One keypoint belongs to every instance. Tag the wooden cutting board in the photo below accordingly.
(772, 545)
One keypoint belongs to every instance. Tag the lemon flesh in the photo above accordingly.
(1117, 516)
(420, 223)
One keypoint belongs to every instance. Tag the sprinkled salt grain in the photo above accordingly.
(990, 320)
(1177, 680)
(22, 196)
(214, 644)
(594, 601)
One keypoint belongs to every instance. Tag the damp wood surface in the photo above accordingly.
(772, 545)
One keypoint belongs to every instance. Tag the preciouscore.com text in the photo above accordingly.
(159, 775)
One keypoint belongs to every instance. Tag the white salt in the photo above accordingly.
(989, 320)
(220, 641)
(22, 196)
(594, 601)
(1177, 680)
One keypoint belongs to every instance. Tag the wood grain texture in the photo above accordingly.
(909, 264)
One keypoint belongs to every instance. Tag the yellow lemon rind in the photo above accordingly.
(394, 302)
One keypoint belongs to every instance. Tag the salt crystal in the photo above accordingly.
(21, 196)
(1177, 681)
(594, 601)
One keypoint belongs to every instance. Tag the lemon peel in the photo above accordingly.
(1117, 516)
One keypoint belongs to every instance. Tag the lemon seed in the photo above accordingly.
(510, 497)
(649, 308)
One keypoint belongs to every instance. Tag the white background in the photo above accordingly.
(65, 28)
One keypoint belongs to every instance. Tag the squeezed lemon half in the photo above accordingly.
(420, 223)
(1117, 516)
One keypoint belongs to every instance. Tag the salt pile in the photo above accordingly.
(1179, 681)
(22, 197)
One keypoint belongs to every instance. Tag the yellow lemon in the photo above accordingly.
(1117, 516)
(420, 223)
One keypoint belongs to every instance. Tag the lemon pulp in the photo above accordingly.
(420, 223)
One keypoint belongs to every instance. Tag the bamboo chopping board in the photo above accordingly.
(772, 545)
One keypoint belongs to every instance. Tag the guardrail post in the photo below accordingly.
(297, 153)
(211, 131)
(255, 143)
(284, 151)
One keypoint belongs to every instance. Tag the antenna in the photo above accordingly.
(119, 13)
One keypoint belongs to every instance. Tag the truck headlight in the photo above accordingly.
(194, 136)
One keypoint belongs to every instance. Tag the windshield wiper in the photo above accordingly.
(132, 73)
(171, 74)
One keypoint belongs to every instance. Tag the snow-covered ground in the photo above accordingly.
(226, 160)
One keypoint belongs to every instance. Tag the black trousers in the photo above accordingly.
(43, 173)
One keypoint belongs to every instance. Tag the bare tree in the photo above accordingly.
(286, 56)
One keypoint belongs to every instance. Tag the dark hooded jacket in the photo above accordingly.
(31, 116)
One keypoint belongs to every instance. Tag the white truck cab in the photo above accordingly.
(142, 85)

● WHAT IS REQUIRED
Reproduce word for word the lines above, from the line with "One keypoint belongs to every instance. Tag the yellow lemon in" through the final line, including both ends.

● SOLUTION TO THIS TASK
One keypoint belongs to every instance. Tag the yellow lemon in the photo above accordingly.
(1117, 516)
(420, 223)
One keypoint belongs to every instance. Tag the lemon pulp in the photo above accordingly.
(420, 223)
One keypoint belongs to every instance. Tag the bamboo chopping board in the photo above accordingly.
(772, 545)
One keypoint belongs to every instance. Tag the guardrail post in the photo below accordingly.
(297, 153)
(211, 131)
(255, 143)
(284, 151)
One keypoint belongs to every instance. Tag the antenna in the photo above accordingly.
(119, 13)
One keypoint belongs to every instance. Tag the truck headlight in the photo above accordingly.
(194, 136)
One keypoint belongs to every instance. Tag the windshield wiper in the photo above accordingly.
(132, 73)
(171, 74)
One keypoint belongs to every instance. Tag the snow-covered ground in the photo above accordingly.
(226, 160)
One keypoint belongs to every instance. Tag the black trousers in the photo above accordingly.
(43, 173)
One keypoint belongs to every instance. Tag the bare tree in the photo above accordingly.
(286, 56)
One keypoint belongs to every instance. Tag the dark hooded jacket in the photo above accordingly.
(31, 116)
One keypoint belongs to every instance. Tag the white truck cab in the photo above accordingly.
(142, 85)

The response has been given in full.